DATA FOR THE TASK:
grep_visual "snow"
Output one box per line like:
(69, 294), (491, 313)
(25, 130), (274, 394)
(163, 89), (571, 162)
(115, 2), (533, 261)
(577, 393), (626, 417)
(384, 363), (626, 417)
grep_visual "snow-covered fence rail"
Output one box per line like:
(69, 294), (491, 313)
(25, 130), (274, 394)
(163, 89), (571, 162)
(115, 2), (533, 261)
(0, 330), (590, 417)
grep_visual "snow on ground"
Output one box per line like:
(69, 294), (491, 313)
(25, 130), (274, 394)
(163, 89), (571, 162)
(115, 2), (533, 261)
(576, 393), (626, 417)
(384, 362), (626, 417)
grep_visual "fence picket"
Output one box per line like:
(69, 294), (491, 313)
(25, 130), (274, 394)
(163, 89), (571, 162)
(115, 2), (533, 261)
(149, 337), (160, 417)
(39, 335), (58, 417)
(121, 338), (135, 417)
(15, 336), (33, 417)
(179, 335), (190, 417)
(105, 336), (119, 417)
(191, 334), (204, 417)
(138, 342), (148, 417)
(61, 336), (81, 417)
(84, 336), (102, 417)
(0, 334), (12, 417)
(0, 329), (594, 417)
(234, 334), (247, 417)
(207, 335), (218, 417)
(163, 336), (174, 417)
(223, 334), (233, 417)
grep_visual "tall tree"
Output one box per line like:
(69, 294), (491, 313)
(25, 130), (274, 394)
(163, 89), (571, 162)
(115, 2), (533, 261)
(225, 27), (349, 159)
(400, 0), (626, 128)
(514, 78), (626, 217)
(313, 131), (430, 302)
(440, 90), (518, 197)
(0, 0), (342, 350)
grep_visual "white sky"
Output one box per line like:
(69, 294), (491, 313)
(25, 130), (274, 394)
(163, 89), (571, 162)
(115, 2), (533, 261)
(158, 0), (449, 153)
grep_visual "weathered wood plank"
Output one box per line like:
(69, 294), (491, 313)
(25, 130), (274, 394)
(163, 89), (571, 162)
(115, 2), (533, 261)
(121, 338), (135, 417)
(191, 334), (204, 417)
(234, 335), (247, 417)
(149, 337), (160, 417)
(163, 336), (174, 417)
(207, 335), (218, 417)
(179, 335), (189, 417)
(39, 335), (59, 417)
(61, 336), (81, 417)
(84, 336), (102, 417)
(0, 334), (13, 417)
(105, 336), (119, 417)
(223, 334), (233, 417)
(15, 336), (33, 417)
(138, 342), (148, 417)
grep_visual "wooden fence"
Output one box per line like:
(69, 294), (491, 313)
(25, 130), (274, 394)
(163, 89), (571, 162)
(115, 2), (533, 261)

==

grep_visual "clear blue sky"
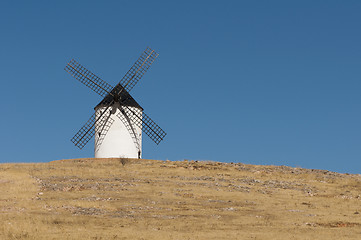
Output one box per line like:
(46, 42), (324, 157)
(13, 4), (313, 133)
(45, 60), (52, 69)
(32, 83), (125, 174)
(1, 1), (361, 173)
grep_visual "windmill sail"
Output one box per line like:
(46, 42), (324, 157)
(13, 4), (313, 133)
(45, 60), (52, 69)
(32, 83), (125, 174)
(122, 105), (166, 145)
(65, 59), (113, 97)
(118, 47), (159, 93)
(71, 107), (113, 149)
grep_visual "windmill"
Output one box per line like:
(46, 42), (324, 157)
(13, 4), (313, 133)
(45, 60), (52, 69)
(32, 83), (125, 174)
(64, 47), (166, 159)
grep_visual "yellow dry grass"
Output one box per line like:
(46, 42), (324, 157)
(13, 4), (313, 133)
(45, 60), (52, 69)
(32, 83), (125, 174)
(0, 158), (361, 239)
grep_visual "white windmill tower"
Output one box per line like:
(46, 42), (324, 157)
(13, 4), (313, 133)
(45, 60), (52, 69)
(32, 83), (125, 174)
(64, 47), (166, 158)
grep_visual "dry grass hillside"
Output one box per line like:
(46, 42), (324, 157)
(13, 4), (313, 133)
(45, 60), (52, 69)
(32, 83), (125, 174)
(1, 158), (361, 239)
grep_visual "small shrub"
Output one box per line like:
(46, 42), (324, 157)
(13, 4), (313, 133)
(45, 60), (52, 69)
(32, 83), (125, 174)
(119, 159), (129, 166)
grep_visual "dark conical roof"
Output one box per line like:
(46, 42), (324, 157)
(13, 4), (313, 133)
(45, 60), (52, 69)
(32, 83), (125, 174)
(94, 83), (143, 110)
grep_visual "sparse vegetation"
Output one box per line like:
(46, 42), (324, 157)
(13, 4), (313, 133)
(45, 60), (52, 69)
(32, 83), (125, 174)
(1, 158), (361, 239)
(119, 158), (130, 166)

REQUIREMENT: Each line of the data that includes "fence" should be copied.

RESULT BELOW:
grep_visual "snow-covered fence rail"
grep_visual "fence picket"
grep_visual "wooden fence"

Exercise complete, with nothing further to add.